> **To do**
A: Retype the passage of the Form 8-K filing between "Delaware | 1-34434" and "since last report)", inclusive.
B: Continue the Form 8-K filing on the credit agreement from the point where it stops.

> **Document segment**
_ _ _ _ _

UNITED STATES
SECURITIES AND EXCHANGE COMMISSION
Washington, D.C. 20549
FORM 8-K
CURRENT REPORT
Pursuant to Section 13 or 15(d)
of the Securities Exchange Act of 1934
Date of Report (Date of earliest event reported): September 28, 2015
THE MADISON SQUARE GARDEN COMPANY
(Exact name of registrant as specified in its charter)
Delaware | 1-34434 | No. 27-0624498 | ||
(State or other jurisdiction of incorporation) |
(Commission File Number) |
(IRS Employer Identification Number) |
Two Penn Plaza New York, NY | 10121 | |
(Address of principal executive offices) | (Zip Code) |
Registrants telephone number, including area code: (212) 465-6000
N/A
(Former name or former address, if changed since last report)
Check the appropriate box below if the Form 8-K filing is intended to simultaneously satisfy the filing obligation of the registrant under any of the following provisions:
¨ | Written communications pursuant to Rule 425 under the Securities Act (17 CFR 230.425) |
¨ | Soliciting material pursuant to Rule 14a-12 under the Exchange Act (17 CFR 240.14a-12) |
¨ | Pre-commencement communications pursuant to Rule 14d-2(b) under the Exchange Act (17 CFR 240.14d-2(b)) |
¨ | Pre-commencement communications pursuant to Rule 13e-4(c) under the Exchange Act (17 CFR 240.13e-4(c)) |
Item 1.01 | Entry into a Material Definitive Agreement. |
Senior Secured Credit Facilities
On September 28, 2015, MSG Holdings, L.P. (to be renamed MSGN Holdings, L.P., and referred to herein as MSG Holdings), an indirect wholly-owned subsidiary of The Madison Square Garden Company (to be renamed MSG Networks Inc., and referred to herein as MSG), MSGN Eden, LLC, an indirect subsidiary of MSG and the general partner of MSG Holdings (MSGN Eden), Regional MSGN Holdings LLC, a direct subsidiary of MSG and the limited partner of MSG Holdings (collectively with MSGN Eden, the Holdings Entities), and certain subsidiaries of MSG Holdings entered into a credit agreement (the Credit Agreement) with JPMorgan Chase Bank, N.A., as administrative agent, collateral agent and a letter of credit issuer, and the lenders party thereto. The Credit Agreement replaces MSG Holdings prior credit agreement dated May 6, 2014, which was terminated on September 28, 2015, in its entirety.

_ _ _ _ _

Records:
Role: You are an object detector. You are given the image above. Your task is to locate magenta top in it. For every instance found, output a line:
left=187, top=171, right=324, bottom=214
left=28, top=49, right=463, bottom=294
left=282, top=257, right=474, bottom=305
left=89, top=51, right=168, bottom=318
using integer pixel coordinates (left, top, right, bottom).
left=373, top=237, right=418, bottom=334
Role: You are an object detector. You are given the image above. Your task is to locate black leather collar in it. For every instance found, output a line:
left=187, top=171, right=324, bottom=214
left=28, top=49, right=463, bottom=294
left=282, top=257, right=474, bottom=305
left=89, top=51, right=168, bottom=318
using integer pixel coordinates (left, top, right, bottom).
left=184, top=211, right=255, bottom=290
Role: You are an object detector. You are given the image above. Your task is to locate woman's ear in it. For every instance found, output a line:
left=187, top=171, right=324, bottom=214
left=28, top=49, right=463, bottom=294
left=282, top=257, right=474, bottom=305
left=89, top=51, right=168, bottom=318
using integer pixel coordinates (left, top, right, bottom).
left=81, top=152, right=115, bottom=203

_ _ _ _ _

> **Replies**
A:
Delaware | 1-34434 | No. 27-0624498 | ||
(State or other jurisdiction of incorporation) |
(Commission File Number) |
(IRS Employer Identification Number) |
Two Penn Plaza New York, NY | 10121 | |
(Address of principal executive offices) | (Zip Code) |
Registrants telephone number, including area code: (212) 465-6000
N/A
(Former name or former address, if changed since last report)

B:
The Facility
The Credit Agreement provides MSG Holdings at closing with senior secured credit facilities (the Facilities) consisting of: (a) an initial $1.55 billion term loan facility (the Term Loan Facility) and (b) a $250 million revolving credit facility (the Revolving Credit Facility), each with a term of five years. In connection with the distribution by MSG of the common stock of MSG Spinco, Inc. (to be renamed The Madison Square Garden Company, and referred to herein as MSG Spinco) to MSGs stockholders (the Distribution), which is expected to occur on September 30, 2015, $1.45 billion of the proceeds from the Term Loan Facility was contributed to MSG Spinco (the Cash Contribution) immediately following the closing of the Facilities. MSG Spinco, which at the time of the Cash Contribution was a direct subsidiary of MSG Holdings, is now a direct subsidiary of MSG. The remainder of the proceeds from the Term Loan Facility will be used by MSG Holdings to pay for certain fees and expenses associated with the spin-off and the Facilities and to fund working capital needs and other general corporate purposes of MSG Holdings. The Revolving Credit Facility was undrawn at closing and will be available to fund working capital needs and other general corporate purposes of MSG Holdings. Up to $35 million of the Revolving Credit Facility is available for the issuance of letters of credit. All borrowings under the Revolving Credit Facility, including, without limitation, amounts drawn under the revolving line of credit are subject to the satisfaction of customary conditions, including absence of a default and accuracy of representations and warranties.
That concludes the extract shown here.